Problem to work on:
Leave out the images and return all the data word for word.
::: Supplied information
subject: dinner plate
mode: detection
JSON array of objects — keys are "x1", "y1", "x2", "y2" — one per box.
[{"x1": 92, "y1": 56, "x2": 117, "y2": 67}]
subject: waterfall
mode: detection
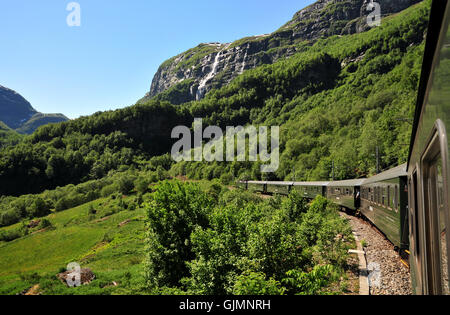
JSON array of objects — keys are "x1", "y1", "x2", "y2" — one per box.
[
  {"x1": 240, "y1": 47, "x2": 249, "y2": 74},
  {"x1": 196, "y1": 45, "x2": 229, "y2": 100}
]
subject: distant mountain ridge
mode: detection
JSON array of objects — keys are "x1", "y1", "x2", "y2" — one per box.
[
  {"x1": 141, "y1": 0, "x2": 422, "y2": 104},
  {"x1": 0, "y1": 85, "x2": 68, "y2": 134}
]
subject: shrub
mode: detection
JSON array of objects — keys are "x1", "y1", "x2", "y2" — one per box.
[
  {"x1": 156, "y1": 166, "x2": 169, "y2": 181},
  {"x1": 281, "y1": 191, "x2": 308, "y2": 222},
  {"x1": 247, "y1": 212, "x2": 307, "y2": 280},
  {"x1": 88, "y1": 204, "x2": 97, "y2": 215},
  {"x1": 186, "y1": 204, "x2": 256, "y2": 295},
  {"x1": 219, "y1": 173, "x2": 234, "y2": 185},
  {"x1": 0, "y1": 208, "x2": 21, "y2": 227},
  {"x1": 55, "y1": 198, "x2": 68, "y2": 212},
  {"x1": 38, "y1": 218, "x2": 53, "y2": 229},
  {"x1": 205, "y1": 180, "x2": 223, "y2": 200},
  {"x1": 101, "y1": 183, "x2": 119, "y2": 198},
  {"x1": 135, "y1": 177, "x2": 150, "y2": 194},
  {"x1": 233, "y1": 272, "x2": 285, "y2": 295},
  {"x1": 27, "y1": 197, "x2": 51, "y2": 218},
  {"x1": 0, "y1": 229, "x2": 23, "y2": 242},
  {"x1": 144, "y1": 181, "x2": 212, "y2": 288},
  {"x1": 282, "y1": 265, "x2": 339, "y2": 295},
  {"x1": 118, "y1": 176, "x2": 135, "y2": 195},
  {"x1": 219, "y1": 189, "x2": 262, "y2": 208}
]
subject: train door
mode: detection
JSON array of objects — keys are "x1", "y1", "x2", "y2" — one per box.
[
  {"x1": 410, "y1": 168, "x2": 425, "y2": 294},
  {"x1": 421, "y1": 123, "x2": 450, "y2": 295},
  {"x1": 355, "y1": 187, "x2": 361, "y2": 209}
]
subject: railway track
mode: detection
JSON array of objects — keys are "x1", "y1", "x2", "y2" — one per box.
[
  {"x1": 341, "y1": 211, "x2": 412, "y2": 295},
  {"x1": 353, "y1": 209, "x2": 411, "y2": 270}
]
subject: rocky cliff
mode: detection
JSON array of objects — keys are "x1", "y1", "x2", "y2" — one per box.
[
  {"x1": 0, "y1": 85, "x2": 69, "y2": 134},
  {"x1": 140, "y1": 0, "x2": 422, "y2": 104}
]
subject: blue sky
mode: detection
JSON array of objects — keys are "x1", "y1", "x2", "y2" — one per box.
[{"x1": 0, "y1": 0, "x2": 314, "y2": 119}]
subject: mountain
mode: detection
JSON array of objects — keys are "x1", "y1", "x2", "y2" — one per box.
[
  {"x1": 15, "y1": 113, "x2": 70, "y2": 135},
  {"x1": 140, "y1": 0, "x2": 422, "y2": 104},
  {"x1": 0, "y1": 0, "x2": 430, "y2": 196},
  {"x1": 0, "y1": 85, "x2": 36, "y2": 129},
  {"x1": 0, "y1": 85, "x2": 69, "y2": 134}
]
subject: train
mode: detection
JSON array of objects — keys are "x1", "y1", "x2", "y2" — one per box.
[
  {"x1": 237, "y1": 169, "x2": 408, "y2": 251},
  {"x1": 238, "y1": 0, "x2": 450, "y2": 295}
]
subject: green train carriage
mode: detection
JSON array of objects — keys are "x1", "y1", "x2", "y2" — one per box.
::::::
Answer to this task:
subject: dinner plate
mode: detection
JSON array of objects — keys are "x1", "y1", "x2", "y2" — one per box.
[{"x1": 92, "y1": 56, "x2": 117, "y2": 67}]
subject: waterfall
mode: detection
JSON array of objects — keys are "x1", "y1", "x2", "y2" — one per box.
[
  {"x1": 240, "y1": 47, "x2": 249, "y2": 74},
  {"x1": 196, "y1": 45, "x2": 229, "y2": 100}
]
subject: distant mountain ridge
mode: detection
JSON array of objects — keys are "x1", "y1", "x2", "y2" — one per box.
[
  {"x1": 141, "y1": 0, "x2": 422, "y2": 104},
  {"x1": 0, "y1": 85, "x2": 68, "y2": 134}
]
subject: shrub
mode: detection
JSON array of objects — keys are "x1", "y1", "x2", "y2" — one per box.
[
  {"x1": 156, "y1": 166, "x2": 169, "y2": 181},
  {"x1": 281, "y1": 191, "x2": 308, "y2": 222},
  {"x1": 247, "y1": 212, "x2": 307, "y2": 280},
  {"x1": 88, "y1": 204, "x2": 97, "y2": 215},
  {"x1": 186, "y1": 204, "x2": 256, "y2": 295},
  {"x1": 219, "y1": 173, "x2": 234, "y2": 185},
  {"x1": 0, "y1": 208, "x2": 21, "y2": 227},
  {"x1": 55, "y1": 198, "x2": 68, "y2": 212},
  {"x1": 38, "y1": 218, "x2": 53, "y2": 229},
  {"x1": 205, "y1": 180, "x2": 223, "y2": 200},
  {"x1": 101, "y1": 183, "x2": 119, "y2": 198},
  {"x1": 135, "y1": 177, "x2": 150, "y2": 194},
  {"x1": 233, "y1": 272, "x2": 285, "y2": 295},
  {"x1": 27, "y1": 197, "x2": 51, "y2": 218},
  {"x1": 0, "y1": 229, "x2": 23, "y2": 242},
  {"x1": 144, "y1": 181, "x2": 212, "y2": 288},
  {"x1": 282, "y1": 265, "x2": 339, "y2": 295},
  {"x1": 118, "y1": 176, "x2": 135, "y2": 195},
  {"x1": 219, "y1": 189, "x2": 262, "y2": 208}
]
subject: train door
mode: detection
JSON array of objects — keys are "x1", "y1", "x2", "y2" — one per box.
[
  {"x1": 410, "y1": 168, "x2": 425, "y2": 294},
  {"x1": 421, "y1": 123, "x2": 450, "y2": 295},
  {"x1": 355, "y1": 187, "x2": 361, "y2": 209}
]
subject: railway track
mode: detection
JSON array of objects — keys are "x1", "y1", "x2", "y2" — one per box.
[
  {"x1": 341, "y1": 211, "x2": 412, "y2": 295},
  {"x1": 353, "y1": 209, "x2": 411, "y2": 270}
]
subject: rocky cliff
mode: detection
JSON array of objects — keys are "x1", "y1", "x2", "y2" — one per box.
[
  {"x1": 0, "y1": 85, "x2": 69, "y2": 134},
  {"x1": 140, "y1": 0, "x2": 422, "y2": 104}
]
subject: blue sky
mode: detection
JSON array of objects — keys are "x1", "y1", "x2", "y2" — one per box.
[{"x1": 0, "y1": 0, "x2": 314, "y2": 119}]
subject: mountain
mode: detection
JSON array of objects — keys are "x1", "y1", "x2", "y2" — one per box.
[
  {"x1": 15, "y1": 113, "x2": 70, "y2": 135},
  {"x1": 140, "y1": 0, "x2": 422, "y2": 104},
  {"x1": 0, "y1": 0, "x2": 430, "y2": 196},
  {"x1": 0, "y1": 85, "x2": 36, "y2": 129},
  {"x1": 0, "y1": 85, "x2": 69, "y2": 134}
]
subject: train
mode: detection
JSON array of objects — keys are "x1", "y1", "x2", "y2" — one per box.
[
  {"x1": 237, "y1": 169, "x2": 408, "y2": 251},
  {"x1": 238, "y1": 0, "x2": 450, "y2": 295}
]
subject: green train carriage
mode: detection
JSON array of objects — keys are "x1", "y1", "x2", "y2" — one per box.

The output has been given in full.